Les personnes sur le bateau qui coule crient à l'aide, nous sommes les 99 % et vous n'êtes que le 1 %. Elles répètent ce que le 1 % leur a déjà dit. Alors le 1 % répond : oui, nous sommes seulement 1 % mais nous sommes indispensables. Votre bateau coule par votre négligence. Auparavant, avant la Deuxième Guerre mondiale, nous possédions 50 % de toute la richesse du monde et maintenant nous n'en possédons que 20 %. Cela prouve que nous ne pouvons pas tout contrôler, que tout cela est trop gros pour être contrôlé, c'est une réalité inconcevable et nous n'avons pas de mot pour la décrire. Alors nous allons détruire ce que nous ne pouvons pas contrôler pour nous assurer que personne d'autre n'en prenne le contrôle. Et vous sur le bateau allez continuer de crier et de décrire la situation. C'est le point de vue du spectateur passif.

Le point est que voir le monde par le prisme du 1 % et du 99 % est la même chose que dire qu'une guerre importante va éclater d'un moment à l'autre parce que la richesse des États-Unis est en déclin. Nous ne regardons pas le monde dans son ensemble, l'ensemble des rapports humains, des rapports entre humains et entre humains et la nature. Nous regardons le monde en percentiles et sommes convaincus que c'est ce qui mène à l'action. Nous mesurons des quantités. Quelle part de la richesse avons-nous ? Est-ce assez ? Certains en ont-ils trop ? Cela cache les rapports qui existent réellement et ce qu'ils révèlent.

En 2017, la guerre froide et la division bipolaire du monde sont terminées, les conditions dans lesquelles la Nécessité de Changement a été affirmée n'existent plus. À la fin de la guerre froide, beaucoup comprenaient que c'est la crise des rapports sociaux et des forces productives qui avait mené à ce dénouement. Ils comprenaient que la période de la crise générale du capitalisme prenait fin et que s'ouvrait une période de repli de la révolution où nous assistons à l'institutionnalisation de l'omniprésente contre-révolution.

Mais tous n'étaient pas conscients de la destruction des forces productives humaines et du fait que la libération des énergies humaines requises pour faire avancer la société humaine était bloquée. Ce blocage est à la base du repli de la révolution et à la base de la contre-révolution. Beaucoup reconnaissent le déferlement des forces destructrices, mais très peu se rendent compte qu'une crise du capitalisme d'une ampleur encore plus grande est en préparation. Sans la conscience de cette réalité, il n'y a pas la conscience que les individus sont poussés à agir d'une façon nouvelle.

Sans reconnaître ce besoin d'agir d'une façon nouvelle, la conception du monde qui demeure en place, le point de référence du passé, du présent et du futur, appartient à un passé qui n'existe plus et à un futur qui ne s'est pas encore réalisé. La personne qui regarde le monde détermine où elle se trouve maintenant en partant d'un passé qui est mort et d'un futur qui ne s'est pas encore réalisé. Le « je » du présent, l'humain individuel, se définit en fonction d'un passé non existant et d'un futur non existant. Il est incapable de voir le présent qui a été hérité du passé indépendamment de la volonté de quiconque, c'est-à-dire toutes les formes de gouvernance, les structures, les arrangements, le vocabulaire, qui nous viennent du passé. Il n'est pas capable non plus de reconnaître le tout, l'ensemble, et le fait que tous les phénomènes viennent et passent. Autrement dit, il regarde le monde à l'extérieur du temps et de l'espace. L'espace est la condition de notre existence, le temps est maintenant, mais il ne voit que l'emplacement, le lieu physique : nous sommes ici dans le bateau qui coule et eux sont là à décrire l'eau. L'avenir sera donc forcément une utopie, un mot qui veut dire littéralement en dehors de l'espace, ou une dystopie, un lieu imaginaire où les choses ont très mal tourné, où il y a misère, oppression et terreur, une société imaginaire où les tendances sociales ou technologiques ont entraîné une détérioration radicale de la qualité de vie et des valeurs.

——————————

Rédigez la suite du texte sur le bateau qui coule et la vision du monde en percentiles, en reprenant juste après sa dernière phrase.

**Éléments d'étiquetage de contours:**
——————————

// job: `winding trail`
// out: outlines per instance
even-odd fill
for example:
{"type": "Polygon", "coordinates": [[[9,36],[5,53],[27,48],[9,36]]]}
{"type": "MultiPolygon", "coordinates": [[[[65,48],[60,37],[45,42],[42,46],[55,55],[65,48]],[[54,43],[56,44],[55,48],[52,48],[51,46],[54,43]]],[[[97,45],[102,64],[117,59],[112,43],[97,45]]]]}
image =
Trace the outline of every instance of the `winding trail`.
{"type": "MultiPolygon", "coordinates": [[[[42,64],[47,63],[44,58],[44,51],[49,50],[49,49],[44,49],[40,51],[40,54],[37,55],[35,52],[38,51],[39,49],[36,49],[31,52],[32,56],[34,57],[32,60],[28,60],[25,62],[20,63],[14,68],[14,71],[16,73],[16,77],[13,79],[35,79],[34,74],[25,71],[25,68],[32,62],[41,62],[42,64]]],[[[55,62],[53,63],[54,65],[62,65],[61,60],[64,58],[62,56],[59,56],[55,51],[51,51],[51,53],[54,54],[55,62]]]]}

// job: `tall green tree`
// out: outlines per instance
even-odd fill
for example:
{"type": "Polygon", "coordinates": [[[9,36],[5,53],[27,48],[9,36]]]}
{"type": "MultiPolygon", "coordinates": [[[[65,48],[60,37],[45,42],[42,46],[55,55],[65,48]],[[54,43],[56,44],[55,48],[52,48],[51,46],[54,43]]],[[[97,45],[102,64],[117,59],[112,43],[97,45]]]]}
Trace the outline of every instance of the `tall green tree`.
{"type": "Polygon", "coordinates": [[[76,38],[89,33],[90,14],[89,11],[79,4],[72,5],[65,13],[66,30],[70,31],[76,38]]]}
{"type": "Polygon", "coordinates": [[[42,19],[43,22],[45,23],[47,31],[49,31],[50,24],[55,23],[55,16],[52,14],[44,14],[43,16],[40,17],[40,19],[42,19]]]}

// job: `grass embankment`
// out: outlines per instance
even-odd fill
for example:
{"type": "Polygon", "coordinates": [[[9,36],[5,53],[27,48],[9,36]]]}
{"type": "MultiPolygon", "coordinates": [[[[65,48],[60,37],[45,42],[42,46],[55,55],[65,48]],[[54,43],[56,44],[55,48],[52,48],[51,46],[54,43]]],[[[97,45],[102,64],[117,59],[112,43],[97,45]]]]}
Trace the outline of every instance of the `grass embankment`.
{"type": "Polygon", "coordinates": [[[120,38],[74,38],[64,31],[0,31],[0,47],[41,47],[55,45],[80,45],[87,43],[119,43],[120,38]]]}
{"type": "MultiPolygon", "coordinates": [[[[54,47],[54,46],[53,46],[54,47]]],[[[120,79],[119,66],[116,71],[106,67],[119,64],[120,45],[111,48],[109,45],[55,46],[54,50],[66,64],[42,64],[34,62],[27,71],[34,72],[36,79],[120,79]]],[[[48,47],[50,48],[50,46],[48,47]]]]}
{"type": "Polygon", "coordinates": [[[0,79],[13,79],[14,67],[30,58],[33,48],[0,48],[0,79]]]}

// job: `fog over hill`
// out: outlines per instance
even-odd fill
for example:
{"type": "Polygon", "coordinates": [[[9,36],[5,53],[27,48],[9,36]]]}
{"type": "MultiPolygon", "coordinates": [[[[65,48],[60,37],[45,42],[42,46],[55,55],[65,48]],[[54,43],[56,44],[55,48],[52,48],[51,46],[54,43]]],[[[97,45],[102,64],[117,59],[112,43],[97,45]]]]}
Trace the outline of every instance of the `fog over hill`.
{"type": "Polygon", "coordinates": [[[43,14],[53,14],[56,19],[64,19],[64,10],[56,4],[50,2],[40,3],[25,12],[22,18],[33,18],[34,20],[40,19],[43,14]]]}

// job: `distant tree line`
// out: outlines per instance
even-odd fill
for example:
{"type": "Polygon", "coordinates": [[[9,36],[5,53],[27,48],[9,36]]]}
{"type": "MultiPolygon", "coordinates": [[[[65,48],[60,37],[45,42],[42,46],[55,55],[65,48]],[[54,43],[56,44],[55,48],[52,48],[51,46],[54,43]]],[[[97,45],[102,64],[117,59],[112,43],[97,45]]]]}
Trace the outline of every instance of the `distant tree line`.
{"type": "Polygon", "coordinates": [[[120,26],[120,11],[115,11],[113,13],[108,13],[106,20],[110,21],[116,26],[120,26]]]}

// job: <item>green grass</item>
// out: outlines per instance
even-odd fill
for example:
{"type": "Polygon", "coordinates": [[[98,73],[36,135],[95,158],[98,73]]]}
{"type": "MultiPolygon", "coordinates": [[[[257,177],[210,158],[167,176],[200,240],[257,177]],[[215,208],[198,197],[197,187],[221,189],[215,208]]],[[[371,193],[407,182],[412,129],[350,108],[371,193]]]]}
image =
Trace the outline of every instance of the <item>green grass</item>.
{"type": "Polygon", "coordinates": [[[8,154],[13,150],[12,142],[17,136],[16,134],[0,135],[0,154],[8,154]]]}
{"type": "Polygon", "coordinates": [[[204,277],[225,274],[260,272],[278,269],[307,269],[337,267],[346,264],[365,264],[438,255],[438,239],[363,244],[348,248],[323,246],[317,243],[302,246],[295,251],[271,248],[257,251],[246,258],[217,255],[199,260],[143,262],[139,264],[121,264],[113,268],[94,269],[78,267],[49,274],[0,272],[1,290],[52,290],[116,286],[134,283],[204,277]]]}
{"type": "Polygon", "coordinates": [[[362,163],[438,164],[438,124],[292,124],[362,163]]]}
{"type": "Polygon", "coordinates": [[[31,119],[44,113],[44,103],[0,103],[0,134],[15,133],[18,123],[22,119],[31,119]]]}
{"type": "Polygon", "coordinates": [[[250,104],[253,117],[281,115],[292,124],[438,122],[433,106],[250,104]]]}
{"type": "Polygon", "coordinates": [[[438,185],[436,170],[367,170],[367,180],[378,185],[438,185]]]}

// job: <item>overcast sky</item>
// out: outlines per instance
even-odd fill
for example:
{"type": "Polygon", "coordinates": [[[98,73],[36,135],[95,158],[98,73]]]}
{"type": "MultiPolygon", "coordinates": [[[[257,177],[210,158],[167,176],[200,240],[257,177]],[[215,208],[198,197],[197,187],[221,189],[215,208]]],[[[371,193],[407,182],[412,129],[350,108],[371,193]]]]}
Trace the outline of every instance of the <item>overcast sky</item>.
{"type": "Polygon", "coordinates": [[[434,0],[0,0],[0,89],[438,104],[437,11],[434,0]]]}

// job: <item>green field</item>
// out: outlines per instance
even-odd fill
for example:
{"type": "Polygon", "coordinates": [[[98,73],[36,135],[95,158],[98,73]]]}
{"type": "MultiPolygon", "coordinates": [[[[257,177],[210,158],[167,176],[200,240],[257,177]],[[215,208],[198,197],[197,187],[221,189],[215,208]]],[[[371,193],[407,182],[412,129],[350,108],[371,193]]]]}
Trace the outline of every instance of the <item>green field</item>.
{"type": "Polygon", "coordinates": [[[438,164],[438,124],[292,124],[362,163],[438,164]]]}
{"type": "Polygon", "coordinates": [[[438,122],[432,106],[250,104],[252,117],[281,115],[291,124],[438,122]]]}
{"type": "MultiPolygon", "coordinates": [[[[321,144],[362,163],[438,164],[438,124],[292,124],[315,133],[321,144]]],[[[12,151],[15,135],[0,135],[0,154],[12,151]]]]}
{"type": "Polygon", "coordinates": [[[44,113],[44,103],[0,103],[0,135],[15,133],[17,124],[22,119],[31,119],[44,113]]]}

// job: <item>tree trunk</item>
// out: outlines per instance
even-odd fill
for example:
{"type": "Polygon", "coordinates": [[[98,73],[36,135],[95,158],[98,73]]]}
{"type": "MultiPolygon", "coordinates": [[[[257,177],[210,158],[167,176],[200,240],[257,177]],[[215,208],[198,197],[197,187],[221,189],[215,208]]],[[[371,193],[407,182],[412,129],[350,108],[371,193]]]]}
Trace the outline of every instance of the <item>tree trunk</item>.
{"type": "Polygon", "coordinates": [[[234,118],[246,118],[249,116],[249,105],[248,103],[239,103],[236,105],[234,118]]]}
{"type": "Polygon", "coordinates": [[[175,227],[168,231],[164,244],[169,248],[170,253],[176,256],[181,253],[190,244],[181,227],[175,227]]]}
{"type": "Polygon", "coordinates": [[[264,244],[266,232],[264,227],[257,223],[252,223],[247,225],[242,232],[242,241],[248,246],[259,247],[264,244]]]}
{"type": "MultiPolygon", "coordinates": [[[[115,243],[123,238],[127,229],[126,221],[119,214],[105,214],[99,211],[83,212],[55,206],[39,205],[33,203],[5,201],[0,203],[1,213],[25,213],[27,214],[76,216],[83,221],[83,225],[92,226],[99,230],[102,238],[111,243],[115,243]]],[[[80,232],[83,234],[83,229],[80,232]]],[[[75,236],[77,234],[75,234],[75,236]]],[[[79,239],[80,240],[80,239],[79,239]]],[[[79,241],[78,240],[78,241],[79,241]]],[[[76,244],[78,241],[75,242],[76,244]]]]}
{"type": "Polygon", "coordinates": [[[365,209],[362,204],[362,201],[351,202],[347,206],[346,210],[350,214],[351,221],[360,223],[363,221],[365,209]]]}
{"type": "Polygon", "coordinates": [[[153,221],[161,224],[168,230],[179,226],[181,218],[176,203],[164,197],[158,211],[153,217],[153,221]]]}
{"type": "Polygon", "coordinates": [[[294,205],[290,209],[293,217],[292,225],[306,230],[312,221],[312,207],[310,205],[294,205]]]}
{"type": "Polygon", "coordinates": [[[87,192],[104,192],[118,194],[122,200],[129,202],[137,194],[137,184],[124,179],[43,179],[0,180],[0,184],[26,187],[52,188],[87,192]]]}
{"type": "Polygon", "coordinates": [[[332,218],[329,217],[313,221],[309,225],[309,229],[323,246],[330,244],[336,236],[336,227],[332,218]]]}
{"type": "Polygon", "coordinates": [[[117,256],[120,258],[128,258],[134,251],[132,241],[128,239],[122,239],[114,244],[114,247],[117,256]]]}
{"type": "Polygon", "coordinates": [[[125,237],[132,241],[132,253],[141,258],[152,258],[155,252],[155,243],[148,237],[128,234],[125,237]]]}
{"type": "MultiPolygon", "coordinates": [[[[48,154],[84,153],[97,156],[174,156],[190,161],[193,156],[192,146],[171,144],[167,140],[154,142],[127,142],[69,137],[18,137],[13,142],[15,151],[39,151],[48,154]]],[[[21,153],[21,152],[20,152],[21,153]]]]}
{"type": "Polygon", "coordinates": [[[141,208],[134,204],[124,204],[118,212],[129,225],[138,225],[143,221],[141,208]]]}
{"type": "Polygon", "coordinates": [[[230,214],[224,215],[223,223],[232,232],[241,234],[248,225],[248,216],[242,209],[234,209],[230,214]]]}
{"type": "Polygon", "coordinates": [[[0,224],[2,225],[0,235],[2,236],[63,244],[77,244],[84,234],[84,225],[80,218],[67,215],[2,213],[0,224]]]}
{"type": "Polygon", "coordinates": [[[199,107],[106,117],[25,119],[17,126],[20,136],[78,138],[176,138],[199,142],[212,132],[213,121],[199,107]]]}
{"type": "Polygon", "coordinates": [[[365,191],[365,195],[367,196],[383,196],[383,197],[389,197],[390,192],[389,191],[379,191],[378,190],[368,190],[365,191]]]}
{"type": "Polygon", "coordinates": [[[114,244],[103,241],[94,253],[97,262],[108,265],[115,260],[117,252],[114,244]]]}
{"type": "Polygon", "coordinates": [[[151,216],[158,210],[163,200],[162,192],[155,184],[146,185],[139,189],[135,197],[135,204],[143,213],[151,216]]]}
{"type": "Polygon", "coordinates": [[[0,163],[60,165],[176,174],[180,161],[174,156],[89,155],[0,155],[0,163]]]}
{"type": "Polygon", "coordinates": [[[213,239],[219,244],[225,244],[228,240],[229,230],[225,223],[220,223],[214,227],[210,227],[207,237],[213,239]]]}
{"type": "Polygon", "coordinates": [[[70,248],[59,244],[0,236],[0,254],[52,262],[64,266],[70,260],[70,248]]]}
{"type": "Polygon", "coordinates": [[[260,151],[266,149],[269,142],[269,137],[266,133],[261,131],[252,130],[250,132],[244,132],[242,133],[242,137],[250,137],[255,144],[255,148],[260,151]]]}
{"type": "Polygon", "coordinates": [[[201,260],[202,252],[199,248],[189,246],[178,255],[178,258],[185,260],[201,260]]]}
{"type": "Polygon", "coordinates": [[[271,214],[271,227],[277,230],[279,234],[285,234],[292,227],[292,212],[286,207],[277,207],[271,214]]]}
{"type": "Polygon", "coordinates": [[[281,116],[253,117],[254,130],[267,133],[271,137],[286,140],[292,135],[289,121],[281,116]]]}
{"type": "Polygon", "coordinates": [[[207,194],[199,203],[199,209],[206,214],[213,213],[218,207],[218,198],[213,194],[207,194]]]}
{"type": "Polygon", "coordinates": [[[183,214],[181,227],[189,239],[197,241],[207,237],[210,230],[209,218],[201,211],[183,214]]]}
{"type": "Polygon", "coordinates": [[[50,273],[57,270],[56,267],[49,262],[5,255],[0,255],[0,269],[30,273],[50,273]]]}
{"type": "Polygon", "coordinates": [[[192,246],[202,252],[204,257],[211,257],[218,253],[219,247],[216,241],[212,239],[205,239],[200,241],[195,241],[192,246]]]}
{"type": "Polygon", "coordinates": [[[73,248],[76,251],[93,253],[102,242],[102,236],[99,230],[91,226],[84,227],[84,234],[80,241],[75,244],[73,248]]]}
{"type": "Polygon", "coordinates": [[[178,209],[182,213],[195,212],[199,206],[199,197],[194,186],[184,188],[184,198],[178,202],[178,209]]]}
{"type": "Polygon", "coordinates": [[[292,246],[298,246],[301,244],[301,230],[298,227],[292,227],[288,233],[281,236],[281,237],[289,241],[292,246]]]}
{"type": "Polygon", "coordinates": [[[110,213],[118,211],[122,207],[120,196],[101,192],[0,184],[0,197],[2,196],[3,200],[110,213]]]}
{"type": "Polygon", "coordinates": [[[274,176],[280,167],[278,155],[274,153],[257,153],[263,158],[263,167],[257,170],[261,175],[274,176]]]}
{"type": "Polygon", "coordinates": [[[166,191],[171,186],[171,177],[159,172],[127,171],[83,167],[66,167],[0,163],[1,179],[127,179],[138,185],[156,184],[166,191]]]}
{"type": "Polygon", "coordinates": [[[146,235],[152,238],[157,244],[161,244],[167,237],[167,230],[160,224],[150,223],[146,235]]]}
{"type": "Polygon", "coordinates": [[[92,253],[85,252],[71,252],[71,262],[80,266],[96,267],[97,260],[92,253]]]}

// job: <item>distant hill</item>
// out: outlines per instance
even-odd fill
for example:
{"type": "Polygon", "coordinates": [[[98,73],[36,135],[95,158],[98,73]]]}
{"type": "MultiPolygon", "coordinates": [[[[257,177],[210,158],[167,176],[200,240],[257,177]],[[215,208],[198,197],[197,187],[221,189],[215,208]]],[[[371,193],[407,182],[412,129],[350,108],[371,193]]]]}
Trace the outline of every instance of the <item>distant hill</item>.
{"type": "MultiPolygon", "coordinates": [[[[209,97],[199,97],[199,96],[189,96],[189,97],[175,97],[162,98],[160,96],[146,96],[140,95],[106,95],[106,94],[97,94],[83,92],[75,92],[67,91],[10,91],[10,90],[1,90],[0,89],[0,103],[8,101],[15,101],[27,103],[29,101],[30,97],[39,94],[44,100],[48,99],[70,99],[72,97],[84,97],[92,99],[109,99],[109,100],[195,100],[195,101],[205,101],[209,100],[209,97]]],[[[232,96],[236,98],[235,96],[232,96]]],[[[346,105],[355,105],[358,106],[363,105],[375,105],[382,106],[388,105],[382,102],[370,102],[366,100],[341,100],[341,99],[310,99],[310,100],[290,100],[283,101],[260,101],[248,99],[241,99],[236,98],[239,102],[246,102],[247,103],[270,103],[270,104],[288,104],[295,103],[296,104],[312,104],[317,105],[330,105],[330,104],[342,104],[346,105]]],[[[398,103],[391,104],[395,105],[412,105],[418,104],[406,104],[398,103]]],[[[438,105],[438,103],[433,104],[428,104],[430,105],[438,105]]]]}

——————————

**Réponse à la tâche:**
Comprendre et le monde « inconcevable »

Étant donné tout cela, quelle compréhension peut-il y avoir du monde dans le moment présent, si la compréhension nous est présentée comme étant en dehors du temps et de l'espace, en dehors de ce que révèle le mouvement historique ? C'est une compréhension apocalyptique. L'ensemble de l'espace humain planétaire est dans une crise de proportions si immenses que l'existence de l'espèce humaine est remise en question. À cause de l'impérialisme mondial et parce que le monde accède à tous les désirs et besoins de l'impérialisme mondial, la conception du monde proposée est globale, par exemple un holocauste nucléaire global, une guerre terroriste globale, une famine globale. L'horreur est trop grande et impensable. L'horreur est constatée objectivement mais du côté subjectif il n'y a aucune perspective. Autrement dit, l'horreur est objectivement trop grande pour être conçue subjectivement.

La déduction de cette conception du monde globale est que les forces productives humaines, les humains qui créent collectivement toute la technologie qui produit cette situation -- la guerre nucléaire, les changements climatiques, etc. -- ces humains ne peuvent pas contrôler leurs propres créations. Il y aurait une rupture entre les forces productives créées par les humains et le produit de ces forces productives. Elles sont trop immenses à concevoir et trop immenses pour être contrôlées. La situation est inconcevable et ne peut pas passer par la pensée. La nécessité de changement et notre conception du monde rejettent cette façon de voir. La situation peut être conçue et les contradictions peuvent être résolues en faveur de l'humanité.

L'ensemble de l'histoire de l'humanité jusqu'à ce jour, de ce qu'on appelle l'espèce humaine, est basée sur l'ensemble des rapports entre les êtres humains et entre les êtres humains et la nature. La conclusion à tirer du fait que les choses créées par les humains sont inconcevables est que les humains en tant qu'espèce, l'ensemble de l'humanité, passé, présent et avenir, font face à l'extinction. L'espèce ne serait qu'une catégorie utilisée pour regrouper tous les individus. L'espèce fait face à l'extinction à cause de ce qu'elle a créé, mais l'espèce est incapable de concevoir ce qu'elle a créé. C'est absurde. L'espèce qui a créé l'histoire humaine, la société humaine, est vue comme une simple catégorie de la pensée et ne serait pas une population active.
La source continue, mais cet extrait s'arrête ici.